Supplied text:
-*-*-
Winning

Winning

Tuesday, August 4, 2015

Options and Covered call writing

This post will have me going into a little more detail on option buying and writing.
Yesterday I purchased a high priced VTL put. In purchasing this put, I knew that the price was too high. What the hell was this put doing at over 5 dollars expiring in three weeks? That kind of price is usually for leaps, or at least 3 months out. But I took it anyway, because it was at the strike that I wanted. But I'm worried that this was just a boon for the option sellers. The stock price is dropping as I thought it would after I analyzed the stock, but instead of the put going up in price, it dropped 25%.
I knew it was wrong going into it. From now on when I see anything hinky with the option price I am going to bypass the options and just straight out short the stock like I did today. In order for us to make money on this put I will need a bigger more significant drop. If we get that, I will be lucky to exit at even money. We hold. And I learn. If you see an option price that is 4 or 5 bucks and is not near the money and expires in 3 weeks, take a pass. Dont let the option writers make money off of you like that.
So what and who is an option writer? An option writer is someone who already owns shares in a stock and has the ability to write calls on it. For example, a guy who owns apple shares can write covered calls on it: He writes a contract that says "For a certain amount of money up front to me, you have the right to buy these shares of stock that I own if the value of those shares rise to such and such price." Its basically a gamble. If the stock does rise to the price, he can get called out and lose his shares for the price that the stock did rise to. If the stock doesn't end up at that price at the agreed upon date, or if it did but fell back down before the agreed upon date, then the option writer gets to keep the money and the stock.
It makes more sense to be an option writer than an option buyer. Most option buyers lose and the stock option expires worthless. Which is great for the option seller. It comes out that 2/3 of the time, the option writers make money with the inverse loss going to the option buyer.
-*-*-
Set of tasks:
(A) Please write out the covered call writing post word for word, from "Options and Covered" to "it dropped 25%.".
(B) According to the covered call writing post, how often do option writers make money?

Information supplied:
-*-*-
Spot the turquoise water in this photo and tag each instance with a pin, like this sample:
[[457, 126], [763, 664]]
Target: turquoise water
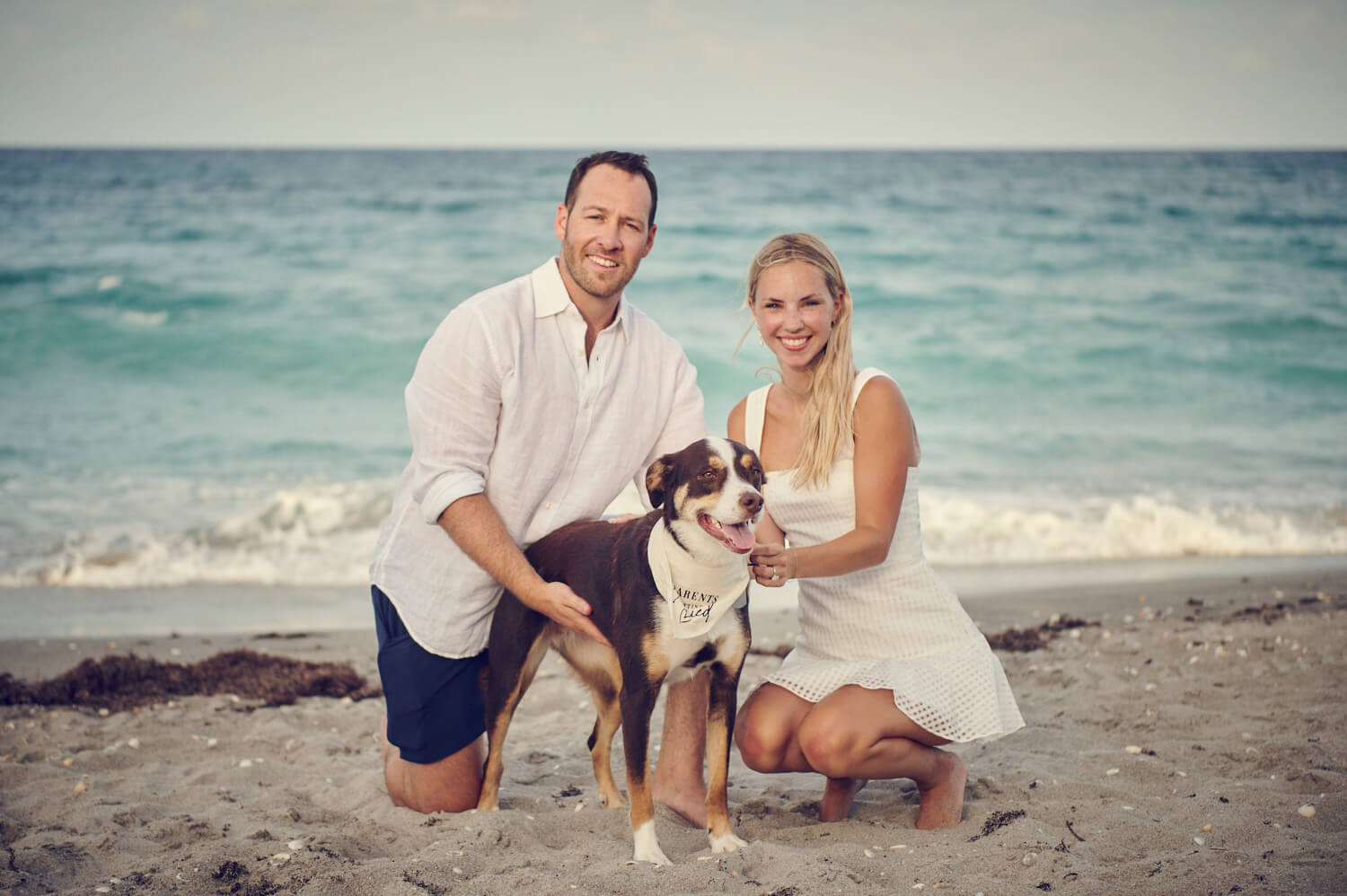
-*-*-
Answers to each task:
(A)
Options and Covered call writing

This post will have me going into a little more detail on option buying and writing.
Yesterday I purchased a high priced VTL put. In purchasing this put, I knew that the price was too high. What the hell was this put doing at over 5 dollars expiring in three weeks? That kind of price is usually for leaps, or at least 3 months out. But I took it anyway, because it was at the strike that I wanted. But I'm worried that this was just a boon for the option sellers. The stock price is dropping as I thought it would after I analyzed the stock, but instead of the put going up in price, it dropped 25%.

(B) Two-thirds of the time.